- _Okuma parçası_
+ + + + + + +

“51-49” bölünmüş bir ülkede Meclis baskını

Makedonya’da yüzleri maskeli “hassas vatandaşların” parlamentoyu basması gerçekten de bir tür “sivil darbe”

SEZİN ÖNEY

30.04.2017

Perşembe gecesi Makedonya, Twitter’da birden gündem olunca şaşırdım. Evet, Makedonya politikası kendi içinde hep bir karmaşa yaşıyor; ama, bu durumların, Türkiye’nin hâllerinde olduğu gibi, dünya gündemine oturması pek söz konusu değil…

Ancak, o gece, Makedonya’da bir “darbe” olduğu bile söyleniyordu!

Makedonya’da ne olmuştu?

Öncelikle, Meclis’e yeni bir sözcü seçilmişti. Normalde, bir ülkede, Meclis’e sözcü seçilmesi; yani, Türkiye’deki muadili ile Meclis Başkanı’nın seçilmesi büyük bir olay olmaz. Olmamalı da zaten… Müzakere yoluyla, herkesin üzerinde üç aşağı beş yukarı anlaşacağı bir aday veya idealinde adaylar bulunur, oylama yapılır, seçilen seçilir, konu kapanır.

Ancak, Makedonya (ve Türkiye) gibi kutuplaşmanın yoğun biçimde yaşandığı, siyasetinde sürekli bir buhran olan ülkelerde, siyasetin özü olan müzakere sizlere ömür olduğundan ötürü, sürekli bir kavga dövüş ve şiddetin yaşanması “ülke normali” haline geliyor.

27 Nisan 2017’de, Makedonya’nın başkenti Üsküp’teki parlamentonun “duyarlı vatandaşlarca” basılmasına sebep de, Meclis sözcüsü olarak Talat Xhaferi’nin seçilmesiydi. Xhaferi’nin “günahı” Arnavut olmak…

Yaklaşık yüzde 65’i Makedon ve Ortodoks Hıristiyan olan ülkede, yaklaşık yüzde 25’lik Arnavut “azınlıktan” bir ismi, Meclis Başkanlığına seçmek mi?

+ + + + + + +

- _Veri kesiti_
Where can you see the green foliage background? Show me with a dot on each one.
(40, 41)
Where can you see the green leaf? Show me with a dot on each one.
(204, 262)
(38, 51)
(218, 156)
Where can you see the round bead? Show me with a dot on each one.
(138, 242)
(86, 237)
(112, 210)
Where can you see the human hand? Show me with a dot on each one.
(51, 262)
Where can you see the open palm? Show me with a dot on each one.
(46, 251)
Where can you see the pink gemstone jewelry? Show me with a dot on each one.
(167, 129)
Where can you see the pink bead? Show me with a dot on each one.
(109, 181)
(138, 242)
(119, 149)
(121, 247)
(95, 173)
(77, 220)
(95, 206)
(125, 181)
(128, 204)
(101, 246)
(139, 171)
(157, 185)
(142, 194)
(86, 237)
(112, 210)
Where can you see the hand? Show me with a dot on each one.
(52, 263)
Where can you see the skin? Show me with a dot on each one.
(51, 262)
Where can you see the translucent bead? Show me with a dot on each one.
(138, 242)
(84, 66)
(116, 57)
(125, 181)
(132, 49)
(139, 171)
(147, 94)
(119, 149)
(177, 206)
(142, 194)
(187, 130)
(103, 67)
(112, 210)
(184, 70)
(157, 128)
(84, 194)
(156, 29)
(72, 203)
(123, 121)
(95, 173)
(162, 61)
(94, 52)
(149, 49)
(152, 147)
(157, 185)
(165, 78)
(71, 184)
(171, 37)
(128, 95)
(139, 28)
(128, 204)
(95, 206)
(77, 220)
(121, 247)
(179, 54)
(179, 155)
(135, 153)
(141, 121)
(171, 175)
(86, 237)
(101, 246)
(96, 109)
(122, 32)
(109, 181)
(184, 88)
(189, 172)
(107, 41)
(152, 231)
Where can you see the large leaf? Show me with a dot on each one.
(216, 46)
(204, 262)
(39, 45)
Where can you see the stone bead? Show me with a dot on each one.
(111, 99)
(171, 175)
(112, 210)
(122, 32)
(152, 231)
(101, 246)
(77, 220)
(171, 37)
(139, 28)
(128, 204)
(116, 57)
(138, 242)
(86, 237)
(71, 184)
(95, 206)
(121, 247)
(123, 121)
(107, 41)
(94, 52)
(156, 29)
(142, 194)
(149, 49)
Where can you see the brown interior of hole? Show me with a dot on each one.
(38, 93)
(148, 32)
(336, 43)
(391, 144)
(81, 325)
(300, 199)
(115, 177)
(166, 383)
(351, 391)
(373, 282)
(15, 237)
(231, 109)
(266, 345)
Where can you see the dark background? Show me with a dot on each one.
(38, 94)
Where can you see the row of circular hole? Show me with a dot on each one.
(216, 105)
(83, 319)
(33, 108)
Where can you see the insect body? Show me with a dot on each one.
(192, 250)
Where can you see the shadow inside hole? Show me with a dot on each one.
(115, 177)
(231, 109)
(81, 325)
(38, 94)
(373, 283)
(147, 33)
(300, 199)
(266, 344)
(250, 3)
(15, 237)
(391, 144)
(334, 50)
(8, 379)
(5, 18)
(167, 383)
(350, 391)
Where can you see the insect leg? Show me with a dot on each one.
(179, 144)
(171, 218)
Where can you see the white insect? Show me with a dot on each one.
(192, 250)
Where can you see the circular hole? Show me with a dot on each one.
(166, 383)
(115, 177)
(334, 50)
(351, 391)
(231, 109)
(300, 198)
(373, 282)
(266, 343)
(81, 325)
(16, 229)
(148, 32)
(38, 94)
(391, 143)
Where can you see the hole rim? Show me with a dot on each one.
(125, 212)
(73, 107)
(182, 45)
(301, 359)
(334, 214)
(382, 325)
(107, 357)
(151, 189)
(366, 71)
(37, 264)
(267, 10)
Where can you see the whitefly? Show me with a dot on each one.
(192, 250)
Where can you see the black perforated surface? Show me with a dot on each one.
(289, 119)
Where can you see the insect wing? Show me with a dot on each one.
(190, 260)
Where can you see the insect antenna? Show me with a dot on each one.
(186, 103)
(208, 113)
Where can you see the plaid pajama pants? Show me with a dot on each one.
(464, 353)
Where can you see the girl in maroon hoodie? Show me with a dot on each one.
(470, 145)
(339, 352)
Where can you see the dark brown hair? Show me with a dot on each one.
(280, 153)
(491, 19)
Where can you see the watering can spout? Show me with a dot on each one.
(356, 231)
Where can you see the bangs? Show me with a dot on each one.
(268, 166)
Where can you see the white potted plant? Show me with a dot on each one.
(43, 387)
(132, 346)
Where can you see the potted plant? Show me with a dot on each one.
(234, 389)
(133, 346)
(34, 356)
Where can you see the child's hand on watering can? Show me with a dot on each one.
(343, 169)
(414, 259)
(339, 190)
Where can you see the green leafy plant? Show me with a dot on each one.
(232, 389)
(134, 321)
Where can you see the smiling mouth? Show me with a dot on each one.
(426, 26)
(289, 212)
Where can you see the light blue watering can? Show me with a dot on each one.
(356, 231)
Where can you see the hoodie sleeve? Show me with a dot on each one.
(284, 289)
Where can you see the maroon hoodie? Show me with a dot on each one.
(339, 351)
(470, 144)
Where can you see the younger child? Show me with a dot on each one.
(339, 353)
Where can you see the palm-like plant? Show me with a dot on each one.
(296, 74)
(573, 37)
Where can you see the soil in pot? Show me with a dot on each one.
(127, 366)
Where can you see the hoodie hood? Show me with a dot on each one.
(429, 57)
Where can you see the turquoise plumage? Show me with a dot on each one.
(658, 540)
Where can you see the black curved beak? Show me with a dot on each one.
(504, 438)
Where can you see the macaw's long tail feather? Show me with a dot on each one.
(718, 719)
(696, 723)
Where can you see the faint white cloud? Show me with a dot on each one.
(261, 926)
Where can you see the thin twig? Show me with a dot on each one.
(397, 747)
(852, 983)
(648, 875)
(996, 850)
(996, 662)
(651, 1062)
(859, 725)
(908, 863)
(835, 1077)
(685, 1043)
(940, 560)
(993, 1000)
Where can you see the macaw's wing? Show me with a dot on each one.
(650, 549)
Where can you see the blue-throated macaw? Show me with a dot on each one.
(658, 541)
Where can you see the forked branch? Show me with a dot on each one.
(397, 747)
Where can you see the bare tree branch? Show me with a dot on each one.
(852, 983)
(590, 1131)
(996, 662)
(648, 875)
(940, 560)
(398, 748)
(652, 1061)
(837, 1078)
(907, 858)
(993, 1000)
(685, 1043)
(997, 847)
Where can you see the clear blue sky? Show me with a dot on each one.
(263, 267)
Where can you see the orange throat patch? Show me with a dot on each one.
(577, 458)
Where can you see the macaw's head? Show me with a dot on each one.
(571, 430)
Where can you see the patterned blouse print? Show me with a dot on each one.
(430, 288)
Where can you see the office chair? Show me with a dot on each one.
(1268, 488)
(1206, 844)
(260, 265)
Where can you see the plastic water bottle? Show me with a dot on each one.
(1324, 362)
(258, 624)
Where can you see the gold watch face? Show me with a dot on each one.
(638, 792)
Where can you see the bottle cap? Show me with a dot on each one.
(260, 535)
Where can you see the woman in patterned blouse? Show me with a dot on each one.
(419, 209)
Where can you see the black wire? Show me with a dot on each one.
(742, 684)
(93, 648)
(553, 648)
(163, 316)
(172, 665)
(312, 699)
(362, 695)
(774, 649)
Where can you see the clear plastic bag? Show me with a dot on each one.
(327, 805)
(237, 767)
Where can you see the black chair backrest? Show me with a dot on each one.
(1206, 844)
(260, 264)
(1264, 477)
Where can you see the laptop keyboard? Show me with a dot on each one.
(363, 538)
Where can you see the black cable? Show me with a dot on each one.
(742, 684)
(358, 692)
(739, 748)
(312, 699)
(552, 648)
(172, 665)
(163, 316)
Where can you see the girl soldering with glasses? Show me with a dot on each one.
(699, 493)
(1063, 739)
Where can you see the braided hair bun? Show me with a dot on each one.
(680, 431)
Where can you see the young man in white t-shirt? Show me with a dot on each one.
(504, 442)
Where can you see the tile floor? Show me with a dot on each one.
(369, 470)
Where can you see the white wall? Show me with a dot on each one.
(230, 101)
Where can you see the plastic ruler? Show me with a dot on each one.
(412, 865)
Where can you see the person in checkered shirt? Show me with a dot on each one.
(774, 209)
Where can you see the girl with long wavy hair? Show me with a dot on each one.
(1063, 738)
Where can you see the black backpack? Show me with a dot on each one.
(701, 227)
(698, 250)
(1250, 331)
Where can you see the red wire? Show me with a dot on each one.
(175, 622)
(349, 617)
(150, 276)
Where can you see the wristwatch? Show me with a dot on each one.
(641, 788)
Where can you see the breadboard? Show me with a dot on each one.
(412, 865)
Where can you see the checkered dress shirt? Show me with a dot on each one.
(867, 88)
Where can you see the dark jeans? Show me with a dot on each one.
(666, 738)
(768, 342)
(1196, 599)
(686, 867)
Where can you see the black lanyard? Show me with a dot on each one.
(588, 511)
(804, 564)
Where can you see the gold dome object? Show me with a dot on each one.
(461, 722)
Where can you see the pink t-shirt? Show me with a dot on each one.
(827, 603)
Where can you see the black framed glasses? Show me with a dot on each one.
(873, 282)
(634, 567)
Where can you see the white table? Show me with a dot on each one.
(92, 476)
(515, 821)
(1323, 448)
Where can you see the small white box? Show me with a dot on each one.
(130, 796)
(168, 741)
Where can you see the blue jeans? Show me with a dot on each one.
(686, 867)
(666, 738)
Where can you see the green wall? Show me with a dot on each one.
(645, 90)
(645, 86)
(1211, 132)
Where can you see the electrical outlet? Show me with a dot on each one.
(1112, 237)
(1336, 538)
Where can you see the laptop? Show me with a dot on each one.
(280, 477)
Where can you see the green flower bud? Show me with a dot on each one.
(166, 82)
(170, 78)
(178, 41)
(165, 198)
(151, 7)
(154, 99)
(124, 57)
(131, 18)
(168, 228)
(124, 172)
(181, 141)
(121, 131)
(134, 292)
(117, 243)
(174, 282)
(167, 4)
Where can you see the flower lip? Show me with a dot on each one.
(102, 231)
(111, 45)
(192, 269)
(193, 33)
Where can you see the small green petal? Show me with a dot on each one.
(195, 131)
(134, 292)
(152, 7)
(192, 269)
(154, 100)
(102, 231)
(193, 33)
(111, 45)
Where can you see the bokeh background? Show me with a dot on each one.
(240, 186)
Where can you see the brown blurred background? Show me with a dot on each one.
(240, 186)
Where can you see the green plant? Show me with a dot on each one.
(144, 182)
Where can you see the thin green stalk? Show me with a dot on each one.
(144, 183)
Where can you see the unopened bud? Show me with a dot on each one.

+ + + + + + +

- _Alıştırma yönergeleri_
(a) Okuma parçasına göre aşağıdaki soruları yanıtlayın.
(i) Üsküp'teki parlamento hangi tarihte basıldı?
(ii) Meclis sözcüsü olarak kim seçildi?
(iii) Ülke nüfusunun yaklaşık yüzde kaçı Arnavut?
(b) Okuma parçasının son cümlesinden sonra gelecek bölümü yazarak metni sürdürün.

- _Cevap listesi_
(a)
(i) 27 Nisan 2017
(ii) Talat Xhaferi
(iii) Yaklaşık yüzde 25

(b)
Hâşâ…

Arnavut Meclis Başkanı seçmenin bedeli, aralarında iktidar ve muhalefet liderleri, milletvekilleri de olan 100 kadar kişinin yaralanması, kan revan içinde kalması oldu. Polisin de müdahale etmediği bu tuhaf baskını, “darbe” olarak niteleyenler de var. Haksız da değiller: Yüzleri maskeli “hassas vatandaşların” parlamentoyu basması ve milletvekillerine saldırması, gerçekten de bir tür “sivil darbe”.

Arnavut azınlığın partisi Partia Demokratike Shqiptare (DPA-Arnavutların Demokratik Partisi) ile beraber onlarla ortaklaşa iktidara gelen, eskinin ana muhalefet partisi Socijaldemokratski sojuz na Makedonija’nın (SDSM-Makedonya’nın Sosyal Demokrat Birliği) hedef alındığı bu “darbenin” özünde, “siyasi gücün el değiştirmesinin” getirdiği sarsıntı yatıyor.

Adım adım bölünen bir ülke

Biraz geriye gidelim ve Makedonya’ya neden ve nasıl bir “sivil darbe” yaşatılmaya çalışılmış bu saldırıyla izini sürelim…

Makedonya, malum, Yugoslavya’nın parçalanmasından sonra ortaya çıkan yaklaşık 2 milyon nüfuslu bir ülke.

Ülkeye damgasını vuran başlıca siyasi hareket, milliyetçi-muhafazakâr Vnatrešna makedonska revolucionerna organizacija – Demokratska partija za makedonsko nacionalno edinstvo (VMRO-DMPNE-İç Makedon Devrimci Örgütü- Makedonya'nın Ulusal Birliği Demokratik Partisi).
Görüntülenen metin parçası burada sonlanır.